Natural-language object grounding data:
_____
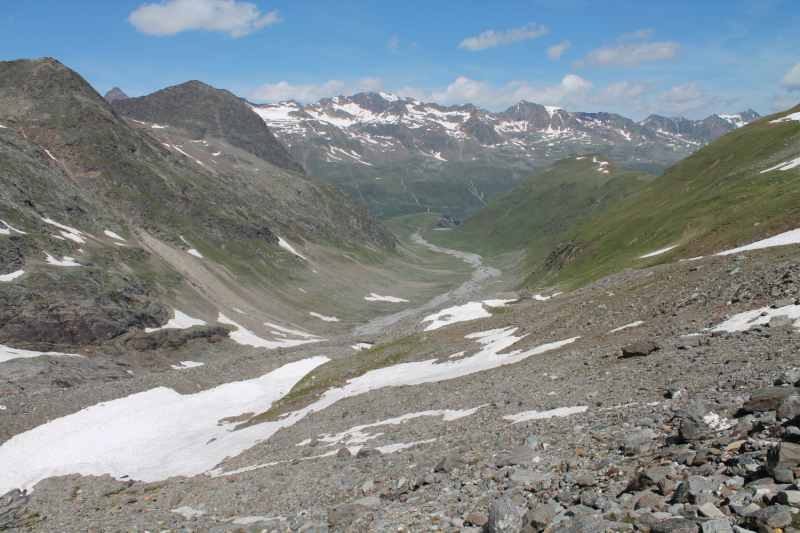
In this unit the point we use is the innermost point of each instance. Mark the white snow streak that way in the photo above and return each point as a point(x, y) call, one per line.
point(545, 415)
point(180, 321)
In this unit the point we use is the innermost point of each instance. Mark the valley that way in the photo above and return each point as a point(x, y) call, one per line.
point(201, 331)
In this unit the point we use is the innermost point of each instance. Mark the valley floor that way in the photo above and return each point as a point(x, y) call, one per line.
point(498, 404)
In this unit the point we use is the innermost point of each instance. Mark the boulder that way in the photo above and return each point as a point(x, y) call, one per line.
point(766, 399)
point(640, 349)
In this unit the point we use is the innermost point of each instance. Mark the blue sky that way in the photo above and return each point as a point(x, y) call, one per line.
point(688, 58)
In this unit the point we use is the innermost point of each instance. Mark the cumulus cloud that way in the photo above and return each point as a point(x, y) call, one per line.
point(779, 103)
point(634, 97)
point(572, 91)
point(493, 39)
point(791, 78)
point(225, 16)
point(555, 51)
point(629, 54)
point(637, 35)
point(682, 99)
point(278, 92)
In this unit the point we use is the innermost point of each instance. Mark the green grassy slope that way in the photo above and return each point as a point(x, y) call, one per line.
point(548, 208)
point(715, 199)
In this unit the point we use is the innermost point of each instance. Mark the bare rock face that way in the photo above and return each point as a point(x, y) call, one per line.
point(115, 94)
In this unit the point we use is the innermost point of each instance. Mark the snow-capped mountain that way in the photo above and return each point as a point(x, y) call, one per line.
point(407, 144)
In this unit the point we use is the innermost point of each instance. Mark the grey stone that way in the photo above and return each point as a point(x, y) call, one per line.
point(788, 407)
point(449, 463)
point(790, 377)
point(676, 525)
point(691, 487)
point(639, 349)
point(778, 321)
point(504, 517)
point(718, 525)
point(775, 516)
point(766, 399)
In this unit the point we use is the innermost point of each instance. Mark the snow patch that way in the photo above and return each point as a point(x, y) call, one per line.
point(186, 364)
point(12, 275)
point(325, 318)
point(180, 321)
point(545, 415)
point(151, 435)
point(113, 235)
point(286, 245)
point(658, 252)
point(789, 237)
point(7, 354)
point(66, 261)
point(376, 298)
point(626, 326)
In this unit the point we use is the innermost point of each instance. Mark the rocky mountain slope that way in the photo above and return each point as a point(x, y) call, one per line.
point(400, 155)
point(549, 207)
point(738, 189)
point(109, 224)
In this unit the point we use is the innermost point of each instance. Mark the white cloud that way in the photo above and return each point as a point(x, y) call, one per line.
point(637, 35)
point(572, 91)
point(226, 16)
point(682, 99)
point(277, 92)
point(778, 103)
point(634, 97)
point(791, 78)
point(555, 51)
point(493, 39)
point(629, 54)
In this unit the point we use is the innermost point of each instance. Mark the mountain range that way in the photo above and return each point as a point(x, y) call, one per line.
point(400, 155)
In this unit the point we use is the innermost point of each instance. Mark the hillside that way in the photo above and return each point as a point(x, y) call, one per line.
point(111, 226)
point(741, 188)
point(401, 155)
point(550, 206)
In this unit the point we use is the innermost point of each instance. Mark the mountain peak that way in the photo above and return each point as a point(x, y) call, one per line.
point(115, 94)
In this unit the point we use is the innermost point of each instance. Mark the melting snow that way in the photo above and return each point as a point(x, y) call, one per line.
point(545, 415)
point(459, 313)
point(325, 318)
point(286, 245)
point(113, 235)
point(658, 252)
point(376, 298)
point(789, 237)
point(12, 275)
point(180, 321)
point(787, 118)
point(357, 435)
point(186, 364)
point(245, 336)
point(68, 232)
point(66, 261)
point(784, 166)
point(7, 354)
point(626, 326)
point(758, 317)
point(151, 435)
point(8, 229)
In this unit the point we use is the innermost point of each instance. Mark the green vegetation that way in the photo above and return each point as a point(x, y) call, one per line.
point(715, 199)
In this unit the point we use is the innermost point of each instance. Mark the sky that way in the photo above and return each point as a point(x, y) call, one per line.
point(674, 58)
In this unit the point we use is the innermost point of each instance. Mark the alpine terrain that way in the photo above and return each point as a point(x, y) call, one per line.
point(200, 331)
point(400, 155)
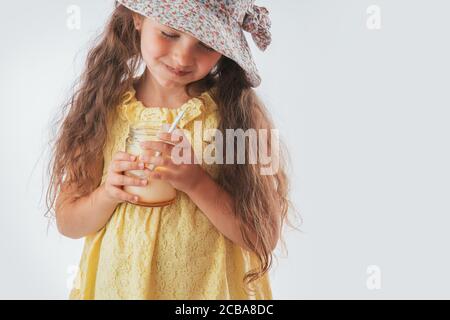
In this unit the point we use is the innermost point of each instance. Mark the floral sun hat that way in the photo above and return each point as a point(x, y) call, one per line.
point(217, 23)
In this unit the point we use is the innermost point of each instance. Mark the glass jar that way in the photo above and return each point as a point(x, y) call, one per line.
point(156, 193)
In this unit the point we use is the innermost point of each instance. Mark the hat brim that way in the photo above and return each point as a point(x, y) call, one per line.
point(222, 33)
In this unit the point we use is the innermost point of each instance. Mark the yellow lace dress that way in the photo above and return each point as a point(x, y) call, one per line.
point(171, 252)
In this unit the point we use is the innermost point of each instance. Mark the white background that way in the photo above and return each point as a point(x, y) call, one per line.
point(365, 114)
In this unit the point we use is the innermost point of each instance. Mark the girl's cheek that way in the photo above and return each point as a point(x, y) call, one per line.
point(154, 48)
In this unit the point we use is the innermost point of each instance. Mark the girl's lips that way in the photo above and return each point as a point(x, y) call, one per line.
point(178, 73)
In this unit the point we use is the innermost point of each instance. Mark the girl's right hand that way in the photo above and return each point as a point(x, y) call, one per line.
point(116, 178)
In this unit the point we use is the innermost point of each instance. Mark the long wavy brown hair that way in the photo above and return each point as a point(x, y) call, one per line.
point(110, 70)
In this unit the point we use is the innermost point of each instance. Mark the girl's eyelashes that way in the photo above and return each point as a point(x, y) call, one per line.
point(174, 36)
point(169, 35)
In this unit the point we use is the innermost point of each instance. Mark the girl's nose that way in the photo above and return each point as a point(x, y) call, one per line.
point(183, 57)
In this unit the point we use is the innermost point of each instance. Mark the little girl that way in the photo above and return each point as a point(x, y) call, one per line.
point(215, 241)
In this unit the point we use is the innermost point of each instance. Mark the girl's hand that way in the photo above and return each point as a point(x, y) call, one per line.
point(182, 176)
point(116, 178)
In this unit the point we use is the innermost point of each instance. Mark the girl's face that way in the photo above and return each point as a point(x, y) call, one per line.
point(174, 58)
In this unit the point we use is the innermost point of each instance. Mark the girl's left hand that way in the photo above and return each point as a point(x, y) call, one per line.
point(183, 176)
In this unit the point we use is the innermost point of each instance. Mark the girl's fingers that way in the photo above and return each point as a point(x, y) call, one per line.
point(123, 180)
point(161, 160)
point(160, 173)
point(120, 166)
point(118, 193)
point(173, 137)
point(161, 146)
point(123, 156)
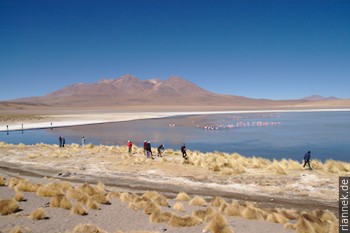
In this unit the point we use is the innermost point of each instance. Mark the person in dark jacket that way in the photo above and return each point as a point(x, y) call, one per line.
point(183, 150)
point(149, 150)
point(307, 157)
point(145, 144)
point(160, 150)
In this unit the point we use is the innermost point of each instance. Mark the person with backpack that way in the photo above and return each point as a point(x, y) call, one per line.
point(160, 150)
point(130, 147)
point(183, 151)
point(307, 157)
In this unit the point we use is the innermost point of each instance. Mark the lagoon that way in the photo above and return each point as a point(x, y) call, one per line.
point(269, 135)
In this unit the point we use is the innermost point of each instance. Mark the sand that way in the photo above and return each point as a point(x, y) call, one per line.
point(292, 187)
point(298, 188)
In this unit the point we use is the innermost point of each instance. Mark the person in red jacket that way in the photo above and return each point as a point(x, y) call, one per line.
point(129, 147)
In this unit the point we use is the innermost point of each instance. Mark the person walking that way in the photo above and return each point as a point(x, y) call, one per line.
point(145, 144)
point(307, 157)
point(149, 150)
point(130, 147)
point(160, 150)
point(184, 152)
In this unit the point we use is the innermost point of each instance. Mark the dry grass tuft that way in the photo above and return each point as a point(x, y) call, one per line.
point(150, 207)
point(218, 224)
point(8, 207)
point(178, 206)
point(198, 201)
point(77, 195)
point(276, 218)
point(91, 204)
point(100, 187)
point(113, 195)
point(38, 214)
point(204, 215)
point(182, 196)
point(125, 197)
point(158, 216)
point(13, 181)
point(188, 221)
point(78, 209)
point(217, 201)
point(60, 201)
point(87, 228)
point(19, 197)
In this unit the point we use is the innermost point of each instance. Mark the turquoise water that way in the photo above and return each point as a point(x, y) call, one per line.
point(275, 135)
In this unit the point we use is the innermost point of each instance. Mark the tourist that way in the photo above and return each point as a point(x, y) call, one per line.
point(160, 150)
point(149, 150)
point(129, 147)
point(145, 144)
point(307, 157)
point(60, 140)
point(183, 150)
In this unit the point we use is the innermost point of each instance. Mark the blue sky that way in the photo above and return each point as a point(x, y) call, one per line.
point(261, 49)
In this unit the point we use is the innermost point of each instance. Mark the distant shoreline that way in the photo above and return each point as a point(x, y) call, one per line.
point(62, 120)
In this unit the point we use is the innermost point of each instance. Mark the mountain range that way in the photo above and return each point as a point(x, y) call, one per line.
point(131, 91)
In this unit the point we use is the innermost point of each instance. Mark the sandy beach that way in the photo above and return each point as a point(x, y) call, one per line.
point(260, 186)
point(266, 186)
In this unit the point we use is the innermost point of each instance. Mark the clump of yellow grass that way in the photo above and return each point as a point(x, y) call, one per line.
point(100, 187)
point(218, 224)
point(19, 196)
point(78, 209)
point(25, 186)
point(217, 201)
point(113, 195)
point(60, 201)
point(8, 207)
point(178, 206)
point(91, 204)
point(87, 228)
point(38, 214)
point(251, 212)
point(187, 221)
point(77, 195)
point(150, 207)
point(13, 181)
point(198, 201)
point(182, 196)
point(204, 215)
point(234, 209)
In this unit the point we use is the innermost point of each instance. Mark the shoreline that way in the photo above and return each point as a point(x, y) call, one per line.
point(62, 120)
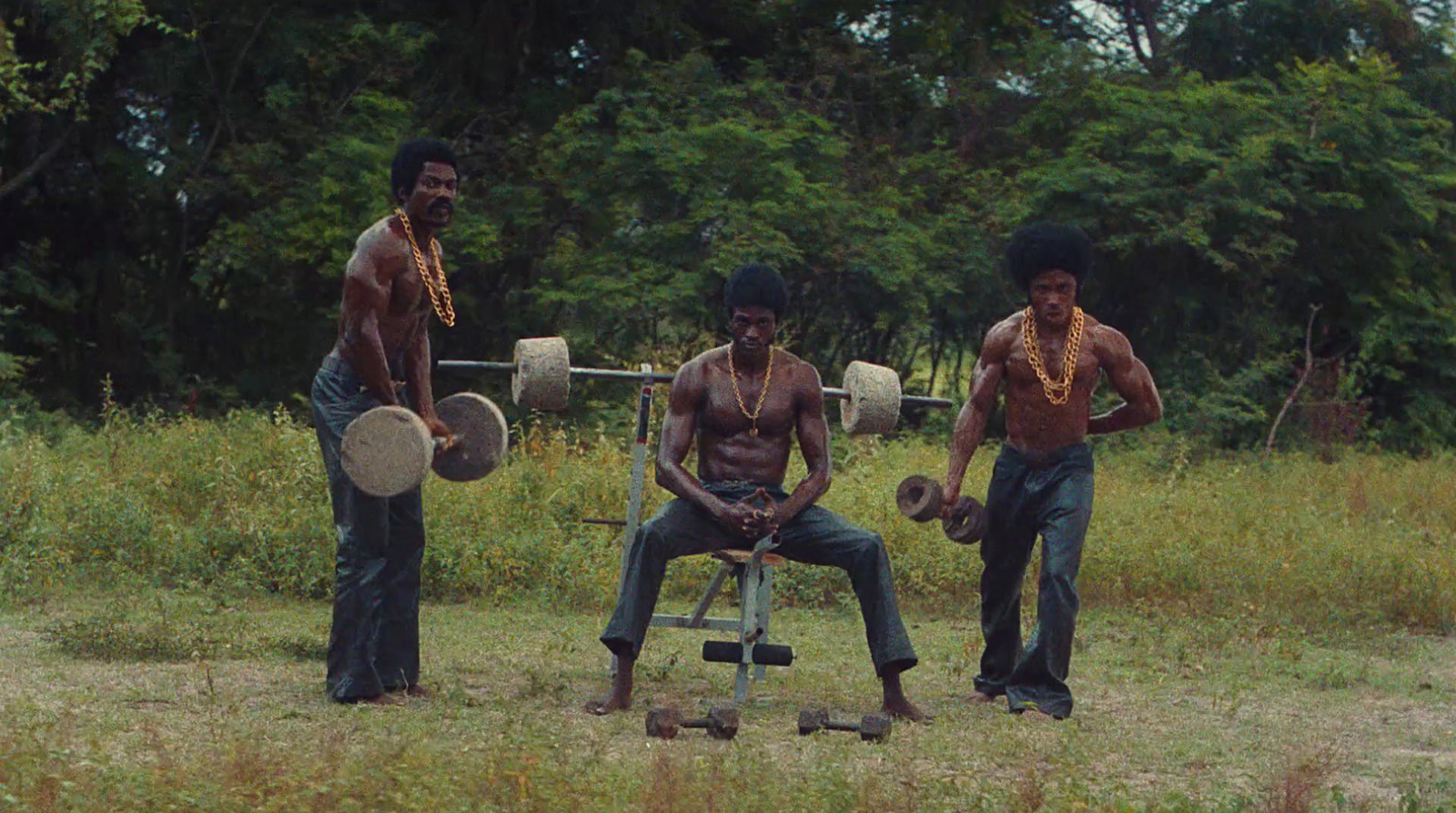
_____
What is required
For this exercise, set down exactly the lines that run from the line holding "Mark the shoreline" to the last line of the records above; include both end lines and omit pictures.

Exercise solution
In this unit the point we use is the innermost point of each instance. Mark the shoreline that way in the photo above and return each point as a point(x, y) call, one per line.
point(62, 120)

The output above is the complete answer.